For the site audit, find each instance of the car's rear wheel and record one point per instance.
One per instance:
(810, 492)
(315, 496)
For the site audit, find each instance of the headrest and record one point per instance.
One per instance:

- - - -

Rewrite the material, changing every "site audit" to "safety review" and leaving everything else as it is.

For the safety review, find each instance of the car's rear wheel and record one point per instance.
One per instance:
(810, 492)
(315, 496)
For the safety review, find each instance of the headrest and record one point per instance.
One per instance:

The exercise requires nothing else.